**Exercise:** Your answer should be the exact lines of the records, starting with the one containing "Query: white cloud" and running to the end.
======== Supplied information ========
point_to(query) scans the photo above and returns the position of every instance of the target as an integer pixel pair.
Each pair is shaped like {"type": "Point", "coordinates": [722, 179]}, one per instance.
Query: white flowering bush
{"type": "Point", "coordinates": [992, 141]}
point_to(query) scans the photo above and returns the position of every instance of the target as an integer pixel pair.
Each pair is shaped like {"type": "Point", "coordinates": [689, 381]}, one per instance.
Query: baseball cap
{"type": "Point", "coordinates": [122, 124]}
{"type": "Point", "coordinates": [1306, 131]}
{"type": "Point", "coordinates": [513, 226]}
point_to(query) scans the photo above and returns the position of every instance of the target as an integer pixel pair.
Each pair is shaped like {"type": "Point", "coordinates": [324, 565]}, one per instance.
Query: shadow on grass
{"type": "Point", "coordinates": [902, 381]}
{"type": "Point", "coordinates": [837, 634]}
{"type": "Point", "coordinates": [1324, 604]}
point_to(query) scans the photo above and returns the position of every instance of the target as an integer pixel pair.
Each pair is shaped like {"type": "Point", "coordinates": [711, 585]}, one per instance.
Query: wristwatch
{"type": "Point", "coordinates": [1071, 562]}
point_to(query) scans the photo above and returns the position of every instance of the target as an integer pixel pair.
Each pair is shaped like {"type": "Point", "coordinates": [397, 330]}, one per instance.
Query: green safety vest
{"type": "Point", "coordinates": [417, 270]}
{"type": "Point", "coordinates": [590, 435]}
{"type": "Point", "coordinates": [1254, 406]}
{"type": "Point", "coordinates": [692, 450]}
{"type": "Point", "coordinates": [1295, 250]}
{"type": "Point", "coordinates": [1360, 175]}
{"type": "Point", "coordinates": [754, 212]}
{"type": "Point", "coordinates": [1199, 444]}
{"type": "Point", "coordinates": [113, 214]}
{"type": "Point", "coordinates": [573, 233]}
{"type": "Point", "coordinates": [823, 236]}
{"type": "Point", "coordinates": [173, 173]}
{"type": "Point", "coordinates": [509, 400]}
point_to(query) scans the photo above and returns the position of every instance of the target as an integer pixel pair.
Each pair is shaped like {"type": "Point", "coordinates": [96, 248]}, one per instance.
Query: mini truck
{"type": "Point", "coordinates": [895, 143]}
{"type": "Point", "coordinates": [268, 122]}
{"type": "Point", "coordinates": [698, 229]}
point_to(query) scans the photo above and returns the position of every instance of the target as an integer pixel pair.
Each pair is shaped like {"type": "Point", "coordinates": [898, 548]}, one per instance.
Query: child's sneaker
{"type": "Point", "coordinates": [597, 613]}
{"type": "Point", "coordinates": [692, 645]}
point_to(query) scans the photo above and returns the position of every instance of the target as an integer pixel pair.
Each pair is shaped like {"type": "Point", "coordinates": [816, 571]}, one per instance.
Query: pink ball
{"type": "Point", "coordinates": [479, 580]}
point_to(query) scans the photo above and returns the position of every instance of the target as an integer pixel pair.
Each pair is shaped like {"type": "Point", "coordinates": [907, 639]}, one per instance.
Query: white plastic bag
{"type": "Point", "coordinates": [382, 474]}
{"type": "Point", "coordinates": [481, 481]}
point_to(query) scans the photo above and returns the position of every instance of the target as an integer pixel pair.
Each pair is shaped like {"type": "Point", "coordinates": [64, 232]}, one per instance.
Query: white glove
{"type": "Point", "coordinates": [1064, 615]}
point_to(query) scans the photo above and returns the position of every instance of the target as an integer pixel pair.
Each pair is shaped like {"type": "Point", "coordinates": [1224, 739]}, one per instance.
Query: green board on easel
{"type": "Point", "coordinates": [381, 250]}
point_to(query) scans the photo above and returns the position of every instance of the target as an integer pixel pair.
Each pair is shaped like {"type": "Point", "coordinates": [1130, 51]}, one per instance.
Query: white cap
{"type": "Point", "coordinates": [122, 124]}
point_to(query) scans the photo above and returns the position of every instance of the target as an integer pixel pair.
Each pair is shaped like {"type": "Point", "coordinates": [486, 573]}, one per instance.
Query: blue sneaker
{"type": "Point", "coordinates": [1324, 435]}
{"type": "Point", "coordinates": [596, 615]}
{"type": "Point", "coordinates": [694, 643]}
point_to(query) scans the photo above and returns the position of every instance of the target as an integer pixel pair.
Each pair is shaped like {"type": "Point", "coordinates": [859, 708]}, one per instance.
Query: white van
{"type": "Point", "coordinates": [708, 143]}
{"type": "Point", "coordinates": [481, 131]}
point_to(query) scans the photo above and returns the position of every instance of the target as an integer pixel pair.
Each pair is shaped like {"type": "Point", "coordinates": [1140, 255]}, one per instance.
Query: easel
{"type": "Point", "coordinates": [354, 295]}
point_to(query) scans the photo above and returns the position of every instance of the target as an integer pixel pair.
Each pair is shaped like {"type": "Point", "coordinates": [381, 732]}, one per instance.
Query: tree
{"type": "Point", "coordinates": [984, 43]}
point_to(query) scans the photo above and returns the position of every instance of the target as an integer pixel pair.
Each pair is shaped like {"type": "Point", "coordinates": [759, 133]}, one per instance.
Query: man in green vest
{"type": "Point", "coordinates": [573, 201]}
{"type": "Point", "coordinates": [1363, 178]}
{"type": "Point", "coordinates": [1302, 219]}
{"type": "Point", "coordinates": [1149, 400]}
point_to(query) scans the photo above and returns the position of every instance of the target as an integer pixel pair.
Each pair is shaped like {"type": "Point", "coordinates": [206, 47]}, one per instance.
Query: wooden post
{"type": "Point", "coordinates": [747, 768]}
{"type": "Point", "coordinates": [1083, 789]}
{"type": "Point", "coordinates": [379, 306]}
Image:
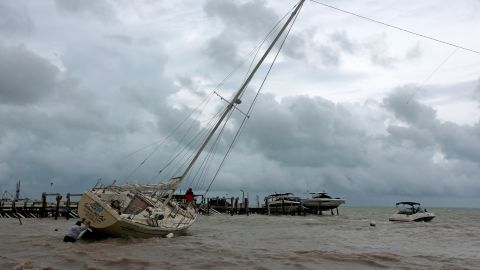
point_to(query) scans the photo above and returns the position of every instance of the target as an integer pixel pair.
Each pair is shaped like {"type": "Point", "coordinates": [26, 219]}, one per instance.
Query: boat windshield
{"type": "Point", "coordinates": [407, 209]}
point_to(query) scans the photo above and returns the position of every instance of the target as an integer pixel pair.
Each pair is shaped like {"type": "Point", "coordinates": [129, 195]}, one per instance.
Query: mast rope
{"type": "Point", "coordinates": [242, 125]}
{"type": "Point", "coordinates": [396, 27]}
{"type": "Point", "coordinates": [431, 74]}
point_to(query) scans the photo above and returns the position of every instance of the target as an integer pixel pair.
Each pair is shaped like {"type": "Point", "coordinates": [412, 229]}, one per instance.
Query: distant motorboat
{"type": "Point", "coordinates": [411, 211]}
{"type": "Point", "coordinates": [283, 202]}
{"type": "Point", "coordinates": [321, 201]}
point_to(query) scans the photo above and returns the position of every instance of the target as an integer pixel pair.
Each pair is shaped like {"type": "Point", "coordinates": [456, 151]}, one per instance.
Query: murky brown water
{"type": "Point", "coordinates": [450, 241]}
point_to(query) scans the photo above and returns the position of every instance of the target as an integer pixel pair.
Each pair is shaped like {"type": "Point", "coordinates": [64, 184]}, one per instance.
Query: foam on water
{"type": "Point", "coordinates": [347, 241]}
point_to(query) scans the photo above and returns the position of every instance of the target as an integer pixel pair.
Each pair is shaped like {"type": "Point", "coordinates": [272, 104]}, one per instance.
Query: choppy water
{"type": "Point", "coordinates": [450, 241]}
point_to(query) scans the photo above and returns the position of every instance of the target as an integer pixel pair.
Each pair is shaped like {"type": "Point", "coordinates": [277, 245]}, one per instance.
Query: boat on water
{"type": "Point", "coordinates": [411, 211]}
{"type": "Point", "coordinates": [283, 203]}
{"type": "Point", "coordinates": [321, 201]}
{"type": "Point", "coordinates": [149, 210]}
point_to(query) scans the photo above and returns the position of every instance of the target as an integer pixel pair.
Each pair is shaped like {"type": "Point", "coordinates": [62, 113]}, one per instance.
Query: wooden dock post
{"type": "Point", "coordinates": [43, 209]}
{"type": "Point", "coordinates": [68, 207]}
{"type": "Point", "coordinates": [58, 198]}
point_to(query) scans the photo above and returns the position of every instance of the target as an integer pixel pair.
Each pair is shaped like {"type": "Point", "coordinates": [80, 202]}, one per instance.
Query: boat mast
{"type": "Point", "coordinates": [236, 99]}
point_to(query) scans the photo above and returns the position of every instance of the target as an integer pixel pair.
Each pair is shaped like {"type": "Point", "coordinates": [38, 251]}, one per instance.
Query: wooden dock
{"type": "Point", "coordinates": [68, 208]}
{"type": "Point", "coordinates": [26, 208]}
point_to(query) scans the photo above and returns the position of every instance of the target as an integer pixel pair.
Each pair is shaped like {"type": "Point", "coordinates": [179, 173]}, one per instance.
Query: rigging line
{"type": "Point", "coordinates": [242, 125]}
{"type": "Point", "coordinates": [205, 100]}
{"type": "Point", "coordinates": [214, 146]}
{"type": "Point", "coordinates": [251, 52]}
{"type": "Point", "coordinates": [174, 156]}
{"type": "Point", "coordinates": [257, 49]}
{"type": "Point", "coordinates": [431, 74]}
{"type": "Point", "coordinates": [396, 27]}
{"type": "Point", "coordinates": [196, 140]}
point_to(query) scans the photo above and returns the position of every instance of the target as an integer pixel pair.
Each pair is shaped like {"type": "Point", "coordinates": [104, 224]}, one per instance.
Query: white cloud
{"type": "Point", "coordinates": [346, 108]}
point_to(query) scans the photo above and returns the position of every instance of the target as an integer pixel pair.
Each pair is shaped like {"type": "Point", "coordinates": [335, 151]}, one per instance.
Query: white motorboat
{"type": "Point", "coordinates": [283, 203]}
{"type": "Point", "coordinates": [321, 201]}
{"type": "Point", "coordinates": [411, 211]}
========
**Task output:**
Query: white cloud
{"type": "Point", "coordinates": [346, 108]}
point_to(query) scans the photo above and returns the position of every instance of the target as an integer pixel pair.
Each pair is shaped like {"type": "Point", "coordinates": [335, 151]}, one per instance.
Query: white motorboat
{"type": "Point", "coordinates": [283, 203]}
{"type": "Point", "coordinates": [321, 201]}
{"type": "Point", "coordinates": [411, 211]}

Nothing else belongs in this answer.